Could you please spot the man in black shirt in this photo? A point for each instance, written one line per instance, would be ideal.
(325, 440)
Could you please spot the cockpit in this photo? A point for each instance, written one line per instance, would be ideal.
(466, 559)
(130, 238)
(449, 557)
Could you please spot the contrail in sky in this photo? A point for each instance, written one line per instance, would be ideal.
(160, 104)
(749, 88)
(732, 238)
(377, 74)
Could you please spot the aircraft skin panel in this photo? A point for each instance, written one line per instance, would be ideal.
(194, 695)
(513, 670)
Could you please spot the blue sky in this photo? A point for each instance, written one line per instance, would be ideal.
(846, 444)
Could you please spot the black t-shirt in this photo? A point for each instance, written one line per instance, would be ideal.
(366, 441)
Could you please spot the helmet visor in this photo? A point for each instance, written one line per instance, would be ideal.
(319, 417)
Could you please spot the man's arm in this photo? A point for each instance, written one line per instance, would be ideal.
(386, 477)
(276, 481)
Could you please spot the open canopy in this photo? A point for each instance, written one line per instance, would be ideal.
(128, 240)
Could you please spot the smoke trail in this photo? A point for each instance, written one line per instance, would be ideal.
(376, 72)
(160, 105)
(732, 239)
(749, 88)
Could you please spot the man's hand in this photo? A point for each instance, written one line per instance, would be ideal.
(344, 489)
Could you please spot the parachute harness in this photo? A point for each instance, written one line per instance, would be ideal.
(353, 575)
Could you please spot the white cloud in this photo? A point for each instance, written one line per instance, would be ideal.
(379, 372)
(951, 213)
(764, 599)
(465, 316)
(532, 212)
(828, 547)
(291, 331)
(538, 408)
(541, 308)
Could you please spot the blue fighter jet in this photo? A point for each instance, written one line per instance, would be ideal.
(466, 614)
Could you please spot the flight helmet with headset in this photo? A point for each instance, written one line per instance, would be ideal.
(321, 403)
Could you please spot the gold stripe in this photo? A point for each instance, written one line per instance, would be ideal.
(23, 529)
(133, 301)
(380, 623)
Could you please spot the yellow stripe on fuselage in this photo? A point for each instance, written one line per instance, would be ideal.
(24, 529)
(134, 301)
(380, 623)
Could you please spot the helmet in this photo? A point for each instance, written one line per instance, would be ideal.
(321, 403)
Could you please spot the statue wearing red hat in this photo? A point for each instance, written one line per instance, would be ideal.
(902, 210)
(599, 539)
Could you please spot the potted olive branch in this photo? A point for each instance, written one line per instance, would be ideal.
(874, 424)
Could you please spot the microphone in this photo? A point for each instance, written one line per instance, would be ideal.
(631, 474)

==============================

_What is expected_
Copy out verbatim the part of the items that opens with the line containing "Could you please spot the parachute" and closes with the final line of the items, both ends included.

_Result of this exercise_
Could you please spot the parachute harness in this photo? A point for each instance, written one line per instance, would be ideal.
(353, 575)
Could you please spot the white cloud in this photo? A point for each instance, written one line per instance, would be ideal.
(379, 372)
(951, 213)
(764, 599)
(465, 316)
(532, 212)
(828, 547)
(291, 331)
(538, 408)
(541, 308)
Could you please spot the blue fighter jet in this photo? A point for each instance, written one line per instance, would be ideal.
(466, 614)
Could you please spot the flight helmet with headset in this photo? A point for each instance, written one line per instance, would be ideal.
(321, 403)
Could you please spot the gold stripe in this photo? A point for each instance, written one line per instance, would be ideal.
(23, 529)
(133, 301)
(380, 623)
Could you please spot the yellow stripe on fuselage in this photo? A point for each instance, written one line per instance, would be ideal.
(24, 529)
(134, 301)
(380, 623)
Could you please spot the helmet in this photo? A point for each instance, written one line per instance, would be ideal.
(321, 403)
Could you please spot the statue wearing red hat in this photo? A point for each instance, written one line per instance, would be ideal.
(902, 210)
(599, 539)
Could you please spot the potted olive branch in this photo? A point for each instance, written one line per instance, would be ideal.
(874, 424)
Could you please spot the microphone in this photo? A point for each instance, written one line per instance, would be ideal.
(631, 474)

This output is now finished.